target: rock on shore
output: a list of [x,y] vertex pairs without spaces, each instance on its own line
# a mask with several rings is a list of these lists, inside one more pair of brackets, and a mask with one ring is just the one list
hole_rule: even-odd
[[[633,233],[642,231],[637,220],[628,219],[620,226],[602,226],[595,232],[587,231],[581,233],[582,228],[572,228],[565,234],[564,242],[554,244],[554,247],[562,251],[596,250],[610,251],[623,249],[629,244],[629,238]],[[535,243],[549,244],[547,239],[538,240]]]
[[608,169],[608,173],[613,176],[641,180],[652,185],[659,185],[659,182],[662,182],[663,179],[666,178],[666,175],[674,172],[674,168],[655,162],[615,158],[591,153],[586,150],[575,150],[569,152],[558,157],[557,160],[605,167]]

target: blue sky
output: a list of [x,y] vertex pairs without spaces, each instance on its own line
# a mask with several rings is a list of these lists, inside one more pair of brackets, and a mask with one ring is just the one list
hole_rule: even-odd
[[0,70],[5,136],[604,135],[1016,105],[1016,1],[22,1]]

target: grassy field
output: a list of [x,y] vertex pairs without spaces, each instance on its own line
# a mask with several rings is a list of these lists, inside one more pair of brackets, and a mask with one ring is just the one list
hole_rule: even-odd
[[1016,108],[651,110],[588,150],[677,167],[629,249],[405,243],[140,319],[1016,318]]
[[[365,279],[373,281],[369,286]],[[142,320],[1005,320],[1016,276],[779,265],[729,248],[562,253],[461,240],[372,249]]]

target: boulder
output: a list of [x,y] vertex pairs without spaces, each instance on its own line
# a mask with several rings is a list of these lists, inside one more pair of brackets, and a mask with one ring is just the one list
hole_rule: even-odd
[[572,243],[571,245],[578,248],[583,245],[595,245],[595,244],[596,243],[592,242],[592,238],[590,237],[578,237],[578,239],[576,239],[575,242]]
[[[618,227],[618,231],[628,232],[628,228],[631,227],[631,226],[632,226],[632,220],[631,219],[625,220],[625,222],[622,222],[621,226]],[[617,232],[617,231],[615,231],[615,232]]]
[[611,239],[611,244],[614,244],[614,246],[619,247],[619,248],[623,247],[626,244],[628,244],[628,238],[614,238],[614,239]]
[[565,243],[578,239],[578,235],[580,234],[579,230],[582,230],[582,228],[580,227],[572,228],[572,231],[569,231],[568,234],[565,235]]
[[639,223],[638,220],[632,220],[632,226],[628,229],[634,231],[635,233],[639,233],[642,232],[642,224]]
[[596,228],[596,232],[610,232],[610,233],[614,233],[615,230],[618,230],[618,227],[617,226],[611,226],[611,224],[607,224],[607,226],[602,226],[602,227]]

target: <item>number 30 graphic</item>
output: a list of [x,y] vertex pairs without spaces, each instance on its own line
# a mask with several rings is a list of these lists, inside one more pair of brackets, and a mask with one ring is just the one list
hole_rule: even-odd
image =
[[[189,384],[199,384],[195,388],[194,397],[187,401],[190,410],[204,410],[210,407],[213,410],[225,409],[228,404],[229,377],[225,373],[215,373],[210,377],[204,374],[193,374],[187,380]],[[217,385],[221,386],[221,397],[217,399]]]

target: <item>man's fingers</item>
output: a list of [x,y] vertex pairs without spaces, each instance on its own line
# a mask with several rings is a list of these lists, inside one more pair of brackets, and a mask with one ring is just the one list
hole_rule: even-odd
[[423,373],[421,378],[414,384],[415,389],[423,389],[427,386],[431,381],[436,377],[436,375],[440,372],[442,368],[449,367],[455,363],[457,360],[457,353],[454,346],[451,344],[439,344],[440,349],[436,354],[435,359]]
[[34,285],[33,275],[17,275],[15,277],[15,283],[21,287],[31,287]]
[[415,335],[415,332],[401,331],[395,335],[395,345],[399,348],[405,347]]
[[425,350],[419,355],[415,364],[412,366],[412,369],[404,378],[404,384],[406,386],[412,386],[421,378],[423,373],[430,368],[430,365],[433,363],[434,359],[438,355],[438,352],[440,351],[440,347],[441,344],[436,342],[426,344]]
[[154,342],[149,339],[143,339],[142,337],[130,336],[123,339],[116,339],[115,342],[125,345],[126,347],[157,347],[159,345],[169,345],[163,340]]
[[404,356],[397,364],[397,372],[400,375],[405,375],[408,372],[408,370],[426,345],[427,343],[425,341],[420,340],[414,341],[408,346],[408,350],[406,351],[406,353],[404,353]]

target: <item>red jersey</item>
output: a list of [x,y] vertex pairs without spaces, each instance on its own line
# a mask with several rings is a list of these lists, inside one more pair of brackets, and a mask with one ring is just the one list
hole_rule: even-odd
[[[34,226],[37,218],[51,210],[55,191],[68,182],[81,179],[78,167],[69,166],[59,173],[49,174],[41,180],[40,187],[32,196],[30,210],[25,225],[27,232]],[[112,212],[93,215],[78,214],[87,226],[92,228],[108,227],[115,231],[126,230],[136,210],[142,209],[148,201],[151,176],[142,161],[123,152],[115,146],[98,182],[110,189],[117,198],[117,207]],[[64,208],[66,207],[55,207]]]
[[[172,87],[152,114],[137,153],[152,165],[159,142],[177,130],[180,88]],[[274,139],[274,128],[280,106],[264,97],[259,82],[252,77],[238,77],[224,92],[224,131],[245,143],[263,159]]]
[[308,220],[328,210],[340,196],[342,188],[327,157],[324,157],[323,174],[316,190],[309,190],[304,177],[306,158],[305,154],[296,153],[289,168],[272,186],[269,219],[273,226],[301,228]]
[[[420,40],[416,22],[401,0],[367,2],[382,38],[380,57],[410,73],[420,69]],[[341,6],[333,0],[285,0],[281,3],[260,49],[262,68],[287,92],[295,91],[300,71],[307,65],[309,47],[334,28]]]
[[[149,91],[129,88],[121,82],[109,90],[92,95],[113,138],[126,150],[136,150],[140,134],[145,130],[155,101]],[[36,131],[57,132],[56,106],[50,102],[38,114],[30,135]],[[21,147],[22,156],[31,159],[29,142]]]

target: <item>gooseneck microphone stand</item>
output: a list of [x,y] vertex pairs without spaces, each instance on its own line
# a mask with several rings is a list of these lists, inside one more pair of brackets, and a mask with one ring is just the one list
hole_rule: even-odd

========================================

**GOAL OF THE EXERCISE**
Convert every line of the items above into a numbered list, one entry per line, omitting the blank lines.

**THE OUTPUT**
1. target: rock on shore
2. output: a list of [x,y] vertex pairs without spaces, each instance on its own line
3. # a mask with several rings is a list of these lists, inside one more pair of brackets, and a mask with one ring is just the one list
4. hole_rule: even-odd
5. [[[633,233],[642,231],[637,220],[628,219],[620,226],[602,226],[595,232],[587,231],[581,233],[582,228],[572,228],[565,234],[564,242],[554,244],[554,247],[562,251],[596,250],[610,251],[623,249],[629,244],[629,238]],[[535,243],[549,244],[547,239],[538,240]]]
6. [[608,169],[608,173],[613,176],[641,180],[652,185],[659,185],[659,182],[662,182],[663,179],[666,178],[666,175],[674,172],[674,168],[655,162],[615,158],[591,153],[586,150],[575,150],[569,152],[558,157],[557,160],[605,167]]
7. target: blue sky
8. output: a list of [x,y] vertex pairs without spaces, each instance on its own line
9. # a mask with several rings is a list of these lists, inside one more pair of brackets, and a mask with one ring is just the one list
10. hole_rule: even-odd
11. [[0,70],[5,136],[604,135],[1016,105],[1016,1],[22,1]]
12. target: grassy field
13. output: a list of [x,y] vertex pairs without spaces, each instance on its own line
14. # a mask with several rings is a list of these lists, inside one more pair of brackets, and a mask with one ring is just the one list
15. hole_rule: even-odd
16. [[1016,108],[651,110],[588,150],[677,167],[629,249],[405,243],[140,319],[1016,318]]
17. [[[365,279],[373,281],[369,286]],[[142,320],[1005,320],[1016,276],[779,265],[729,248],[562,253],[461,240],[372,249]]]
18. target: boulder
19. output: a list of [x,y] vertex pairs without spaces, each instance on its own line
20. # a mask with several rings is a list of these lists, inside one more pair of brackets, and a mask with one ring is just the one list
21. hole_rule: even-odd
22. [[572,243],[571,245],[578,248],[583,245],[595,245],[595,244],[596,243],[592,242],[592,238],[590,237],[578,237],[578,239],[576,239],[575,242]]
23. [[[618,227],[618,231],[628,232],[628,228],[631,227],[631,226],[632,226],[632,220],[631,219],[625,220],[625,222],[622,222],[621,226]],[[617,232],[617,231],[615,231],[615,232]]]
24. [[611,239],[611,244],[614,244],[614,246],[619,247],[619,248],[623,247],[626,244],[628,244],[628,238],[614,238],[614,239]]
25. [[565,243],[578,239],[578,235],[580,234],[579,230],[582,230],[582,228],[580,227],[572,228],[572,231],[569,231],[568,234],[565,235]]
26. [[639,223],[638,220],[632,220],[632,226],[628,229],[634,231],[635,233],[639,233],[642,232],[642,224]]
27. [[596,228],[596,232],[610,232],[610,233],[614,233],[615,230],[618,230],[618,227],[617,226],[611,226],[611,224],[607,224],[607,226],[602,226],[602,227]]
28. target: <item>number 30 graphic</item>
29. output: a list of [x,y] vertex pairs without spaces, each instance on its own line
30. # a mask with several rings is a list of these lists, inside one more pair of brackets, and a mask with one ring is just the one list
31. hole_rule: even-odd
32. image =
33. [[[189,384],[199,384],[195,388],[194,397],[187,401],[190,410],[204,410],[210,407],[213,410],[225,409],[228,404],[229,377],[225,373],[215,373],[210,377],[204,374],[193,374],[187,380]],[[217,385],[221,386],[221,397],[217,399]]]
34. target: <item>man's fingers</item>
35. output: a list of [x,y] vertex pairs without spaces, each instance on its own line
36. # a mask with several rings is a list of these lists, inside one more pair of brackets, and a mask with one ring is just the one list
37. hole_rule: even-odd
38. [[423,373],[421,378],[414,384],[415,389],[423,389],[427,386],[431,381],[436,377],[436,375],[440,372],[442,368],[449,367],[455,363],[457,360],[457,353],[454,346],[451,344],[439,344],[440,349],[436,354],[435,359]]
39. [[34,285],[33,275],[17,275],[15,277],[15,283],[21,287],[31,287]]
40. [[415,335],[415,332],[401,331],[395,335],[395,345],[399,348],[405,347]]
41. [[425,350],[419,355],[415,364],[412,366],[412,369],[404,378],[404,384],[406,386],[412,386],[421,378],[423,373],[430,368],[430,365],[433,363],[434,359],[438,355],[438,352],[440,351],[440,347],[441,344],[436,342],[426,344]]
42. [[154,342],[149,339],[143,339],[142,337],[130,336],[123,339],[116,339],[115,342],[125,345],[126,347],[157,347],[159,345],[169,345],[163,340]]
43. [[404,356],[397,364],[397,372],[400,375],[405,375],[408,372],[408,370],[426,345],[427,343],[425,341],[420,340],[414,341],[408,346],[408,350],[406,351],[406,353],[404,353]]
44. target: <item>red jersey</item>
45. output: a list of [x,y] vertex pairs without spaces, each instance on its own line
46. # a mask with several rings is a list of these lists, inside one more pair of brackets, and a mask with one ring is just the one list
47. hole_rule: even-odd
48. [[[34,226],[37,218],[51,210],[55,191],[68,182],[81,179],[78,167],[69,166],[59,173],[49,174],[41,180],[40,187],[32,196],[30,210],[25,225],[27,232]],[[112,212],[93,215],[78,214],[87,226],[92,228],[108,227],[115,231],[126,230],[136,210],[142,209],[148,201],[151,176],[142,161],[123,152],[115,146],[98,182],[110,189],[117,198],[117,207]],[[64,208],[66,207],[55,207]]]
49. [[[172,87],[152,114],[137,153],[152,165],[159,142],[177,130],[180,88]],[[274,139],[274,128],[280,106],[264,97],[259,82],[252,77],[238,77],[224,92],[224,131],[245,143],[263,159]]]
50. [[308,220],[328,210],[340,196],[342,188],[327,157],[324,157],[323,174],[316,190],[309,190],[304,177],[306,158],[305,154],[296,153],[289,168],[272,186],[269,219],[273,226],[301,228]]
51. [[[420,40],[416,22],[401,0],[367,2],[382,38],[380,57],[410,73],[420,69]],[[341,6],[333,0],[285,0],[281,3],[260,49],[262,68],[287,92],[295,91],[300,71],[307,65],[309,47],[334,28]]]
52. [[[149,91],[129,88],[121,82],[109,90],[92,95],[113,138],[126,150],[136,150],[140,134],[145,130],[155,101]],[[36,131],[57,132],[56,106],[50,102],[38,114],[30,135]],[[21,147],[22,156],[31,159],[29,142]]]
53. target: <item>gooseneck microphone stand</item>
54. output: a list of [x,y] vertex pairs without spaces, each instance on its own line
55. # a mask with several rings is a list of these lists, inside one more pair of brackets, and a mask with one ring is just the one list
56. hole_rule: even-odd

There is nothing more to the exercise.